Input material =
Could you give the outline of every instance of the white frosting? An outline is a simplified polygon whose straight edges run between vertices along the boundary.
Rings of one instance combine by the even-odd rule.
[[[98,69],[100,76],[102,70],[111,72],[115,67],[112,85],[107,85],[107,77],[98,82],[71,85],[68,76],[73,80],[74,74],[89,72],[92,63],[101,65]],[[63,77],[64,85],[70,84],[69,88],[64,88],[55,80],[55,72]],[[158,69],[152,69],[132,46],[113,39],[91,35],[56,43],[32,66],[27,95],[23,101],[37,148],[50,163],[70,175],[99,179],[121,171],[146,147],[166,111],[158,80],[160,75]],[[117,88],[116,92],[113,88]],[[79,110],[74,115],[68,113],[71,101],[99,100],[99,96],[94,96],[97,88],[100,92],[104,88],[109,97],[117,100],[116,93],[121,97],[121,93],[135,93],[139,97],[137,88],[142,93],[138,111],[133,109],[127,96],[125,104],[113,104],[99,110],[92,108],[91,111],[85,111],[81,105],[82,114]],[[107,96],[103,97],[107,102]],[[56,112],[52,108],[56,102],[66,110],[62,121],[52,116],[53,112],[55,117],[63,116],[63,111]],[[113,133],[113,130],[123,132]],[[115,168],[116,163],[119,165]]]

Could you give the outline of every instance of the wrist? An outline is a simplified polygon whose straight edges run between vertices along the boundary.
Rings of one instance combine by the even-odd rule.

Challenge =
Render every line of the entries above as a numbered list, skipping blank lines.

Full response =
1. Could you give the outline of every instance of the white frosting? An outline is a simplified polygon whose straight edges run between vertices along the boundary.
2. Rings of one instance combine by the even-odd rule.
3. [[[98,69],[100,76],[102,70],[111,72],[115,67],[112,85],[107,85],[107,77],[98,82],[71,85],[68,76],[73,80],[74,74],[89,72],[92,63],[101,65]],[[63,77],[64,85],[70,84],[69,88],[64,88],[55,80],[55,72]],[[158,69],[152,69],[132,46],[113,39],[91,35],[56,43],[32,66],[27,95],[23,101],[37,148],[50,163],[70,175],[99,179],[121,171],[146,147],[166,111],[158,80],[160,75]],[[117,88],[116,92],[113,88]],[[79,110],[74,115],[68,113],[71,101],[99,100],[99,96],[94,96],[97,88],[100,92],[104,88],[109,97],[117,100],[116,93],[121,97],[121,93],[135,93],[139,97],[137,88],[142,93],[138,111],[133,109],[127,96],[125,104],[113,104],[99,110],[92,108],[91,111],[85,111],[81,105],[82,114]],[[107,96],[103,97],[107,102]],[[56,112],[52,108],[56,102],[66,110],[62,121],[52,116],[53,112],[55,117],[63,116],[63,111]],[[113,133],[113,130],[123,132]],[[115,168],[116,163],[119,165]]]
4. Could you give the outline of every instance of the wrist? An outline is a simplified polygon whose straight edges run between vertices along the boundary.
5. Rings of one instance combine by the even-odd rule.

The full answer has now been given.